# TEXT SEGMENT
The given equation is
$$x^2y^{''}+xy^{'}+y=\ln(x)$$
Finding the Aux. Equation :
$a=1, b=1, c=1 $
$$am^2+(b-a)m+c=0$$
$$m^2+1=0$$
Knowing that this specific type of equation results in the $m$ values being $\pm i$.
Now using the formulas below we can substitute in
$$y=x^\alpha C_1\cos(\beta\ln(x))+C_2\sin(\beta\ln(x)) \space (Equ. 1)$$
$$m=\alpha+\beta i$$
$$\alpha=0 ,\space \beta=\pm 1$$
And my final answer is:
$$y=C_1\cos(\ln(x))+C_2\sin(\ln(x))$$
There are a few places in this problem I have questions about:
In Equ. 1 the $x^{\alpha}$ term, that exponent is not the same $a$ variable that comes form the Aux. Equ., correct?
Is my $\beta$ value $\pm 1$ or $\pm i$?
Also is my answer correct, meaning that my answer is the general solution to the given? If not, am I close to it or are there further calculations to be made?
Best Answer
In Equ. 1 the $x^α$ term, that exponent is not the same a variable that comes form the Aux. Equ., correct?

# BRIEF 1
Present the part of the records that opens at their start and closes with the line containing "210L297 216L320 214L318" as a numbered list, with blank lines left out. Leave the pictures out of your answer.
The text and the records have no connection to each other.

# DATASET
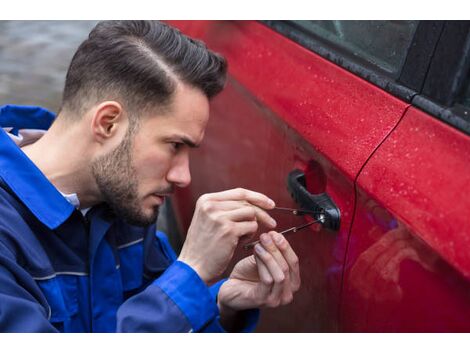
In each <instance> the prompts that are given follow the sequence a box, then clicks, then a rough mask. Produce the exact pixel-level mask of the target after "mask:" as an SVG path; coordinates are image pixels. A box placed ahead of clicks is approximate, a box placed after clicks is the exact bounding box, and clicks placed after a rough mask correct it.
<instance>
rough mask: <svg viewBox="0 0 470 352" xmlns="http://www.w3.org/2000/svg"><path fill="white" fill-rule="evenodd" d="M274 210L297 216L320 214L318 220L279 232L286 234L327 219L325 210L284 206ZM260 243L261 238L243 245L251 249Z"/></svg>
mask: <svg viewBox="0 0 470 352" xmlns="http://www.w3.org/2000/svg"><path fill="white" fill-rule="evenodd" d="M274 210H281V211H288V212H290V213H291V214H292V215H295V216H302V215H306V214H310V215H317V216H318V219H317V220H314V221H310V222H308V223H306V224H303V225H299V226H294V227H291V228H288V229H286V230H284V231H281V232H279V233H280V234H281V235H285V234H289V233H296V232H297V231H300V230H302V229H304V228H306V227H309V226H311V225H313V224H316V223H324V221H325V215H324V214H323V212H314V211H311V210H307V209H292V208H282V207H274ZM258 243H260V241H259V240H258V241H254V242H250V243H247V244H245V245H244V246H243V248H244V249H245V250H249V249H251V248H253V247H254V246H255V245H257V244H258Z"/></svg>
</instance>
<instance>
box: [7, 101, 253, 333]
mask: <svg viewBox="0 0 470 352" xmlns="http://www.w3.org/2000/svg"><path fill="white" fill-rule="evenodd" d="M53 120H54V115H53V114H52V113H50V112H48V111H46V110H44V109H42V108H37V107H19V106H13V105H6V106H3V107H0V126H2V127H13V130H12V131H10V133H17V131H18V129H19V128H33V129H47V128H49V126H50V125H51V123H52V121H53ZM222 283H223V281H220V282H218V283H217V284H215V285H213V286H211V287H207V286H206V285H205V283H204V282H203V281H202V280H201V279H200V278H199V276H198V275H197V274H196V272H195V271H194V270H193V269H191V267H189V266H188V265H186V264H184V263H183V262H180V261H178V260H176V255H175V253H174V251H173V250H172V248H171V246H170V245H169V242H168V240H167V238H166V236H165V234H163V233H162V232H158V231H156V227H155V225H152V226H149V227H146V228H143V227H137V226H131V225H129V224H126V223H125V222H124V221H122V220H121V219H119V218H117V217H116V216H115V215H114V214H113V212H112V211H111V209H110V208H109V207H107V206H106V204H101V205H99V206H96V207H94V208H92V209H91V210H90V211H89V212H88V213H87V214H86V216H83V215H82V213H81V212H80V211H78V210H77V209H75V207H74V206H73V205H71V204H70V203H69V202H68V201H67V200H66V199H65V198H64V197H63V196H62V195H61V194H60V192H58V190H57V189H56V188H55V187H54V186H53V185H52V184H51V183H50V182H49V181H48V179H47V178H46V177H45V176H44V175H43V174H42V173H41V171H40V170H39V169H38V168H37V167H36V166H35V165H34V164H33V163H32V162H31V161H30V160H29V159H28V157H26V155H25V154H24V153H23V152H22V151H21V149H20V148H18V147H17V145H16V144H15V143H14V142H13V141H12V140H11V138H10V137H9V136H8V135H7V134H6V133H5V132H4V131H3V129H1V128H0V331H2V332H13V331H17V332H20V331H21V332H53V331H60V332H113V331H119V332H199V331H201V332H221V331H224V330H223V328H222V327H221V325H220V323H219V319H218V318H219V312H218V308H217V304H216V296H217V293H218V290H219V288H220V286H221V284H222ZM258 314H259V312H258V310H249V311H244V312H242V316H243V326H244V328H243V330H242V331H251V330H253V329H254V327H255V325H256V322H257V320H258Z"/></svg>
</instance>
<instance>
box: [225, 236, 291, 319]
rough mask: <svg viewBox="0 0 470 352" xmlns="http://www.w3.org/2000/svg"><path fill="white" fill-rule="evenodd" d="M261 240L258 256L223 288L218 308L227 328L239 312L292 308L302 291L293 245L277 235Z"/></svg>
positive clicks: (239, 264) (237, 270)
mask: <svg viewBox="0 0 470 352" xmlns="http://www.w3.org/2000/svg"><path fill="white" fill-rule="evenodd" d="M260 239H261V243H259V244H257V245H256V246H255V251H254V255H252V256H249V257H247V258H244V259H242V260H241V261H240V262H238V263H237V265H236V266H235V267H234V269H233V271H232V273H231V274H230V277H229V279H228V280H227V281H226V282H225V283H224V284H223V285H222V287H221V288H220V291H219V295H218V305H219V309H220V315H221V322H222V324H223V325H224V326H230V325H231V323H230V321H229V320H230V319H231V318H233V317H234V315H235V312H236V311H239V310H244V309H249V308H261V307H278V306H280V305H285V304H289V303H290V302H291V301H292V299H293V295H294V293H295V292H296V291H298V290H299V288H300V271H299V261H298V258H297V255H296V254H295V253H294V251H293V250H292V247H291V246H290V244H289V242H287V240H286V239H285V238H284V236H282V235H281V234H280V233H277V232H274V231H271V232H269V233H267V234H266V233H265V234H262V235H261V236H260ZM224 321H225V324H224Z"/></svg>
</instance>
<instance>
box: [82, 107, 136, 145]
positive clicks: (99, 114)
mask: <svg viewBox="0 0 470 352" xmlns="http://www.w3.org/2000/svg"><path fill="white" fill-rule="evenodd" d="M123 127H125V128H127V117H126V116H125V114H124V110H123V108H122V105H121V104H119V103H118V102H116V101H105V102H103V103H101V104H99V105H98V106H97V107H96V108H95V110H94V113H93V117H92V120H91V130H92V133H93V137H94V138H95V139H96V140H97V141H98V142H100V143H102V142H104V141H105V140H108V139H110V138H112V137H114V136H115V135H116V134H118V131H122V130H123Z"/></svg>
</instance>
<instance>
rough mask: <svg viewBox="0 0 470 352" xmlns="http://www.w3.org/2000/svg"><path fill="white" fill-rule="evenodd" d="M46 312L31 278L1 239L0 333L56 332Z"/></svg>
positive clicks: (39, 296) (0, 254)
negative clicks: (16, 332) (50, 322)
mask: <svg viewBox="0 0 470 352" xmlns="http://www.w3.org/2000/svg"><path fill="white" fill-rule="evenodd" d="M49 313H50V310H49V306H48V305H47V302H46V301H45V299H44V297H43V296H42V294H41V292H40V290H39V288H38V287H37V286H36V285H35V283H34V280H32V279H31V277H30V276H29V274H28V273H26V271H24V269H23V268H21V267H20V266H19V265H18V264H17V263H16V261H15V260H14V256H13V254H11V252H10V251H9V250H8V249H7V248H6V247H5V245H3V243H1V242H0V332H57V330H56V329H55V327H54V326H53V325H52V324H51V323H50V322H49V320H48V315H49Z"/></svg>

# BRIEF 2
Carry the forum thread about solving the differential equation forward from the point where it stops.

# EXERCISE RESULT 1
1. In each <instance> the prompts that are given follow the sequence a box, then clicks, then a rough mask. Produce the exact pixel-level mask of the target after "mask:" as an SVG path; coordinates are image pixels. A box placed ahead of clicks is approximate, a box placed after clicks is the exact bounding box, and clicks placed after a rough mask correct it.
2. <instance>
3. rough mask: <svg viewBox="0 0 470 352" xmlns="http://www.w3.org/2000/svg"><path fill="white" fill-rule="evenodd" d="M274 210L297 216L320 214L318 220L279 232L286 234L327 219L325 210L284 206ZM260 243L261 238L243 245L251 249Z"/></svg>

# EXERCISE RESULT 2
Well it's the same $\alpha=0$ since you have $m^2+1=0 \implies m=0\pm i$. so it's $x^{\alpha}=x^0=1$. For the coeffcient $\beta$ it's equal to $1$ and not $\pm i$. The solution to the homogeneous equation is:$y=c_1\cos (\ln x)+c_2\sin (\ln x)$
In fact you can write the solution as: $y=c_1x^{\alpha+i \beta}+c_2x^{\alpha-i \beta}$ where $m=\alpha \pm i \beta$ is the solution to the polynomial characteristic.Then apply Euler's formula $e^{ix}=\cos x +i \sin x$.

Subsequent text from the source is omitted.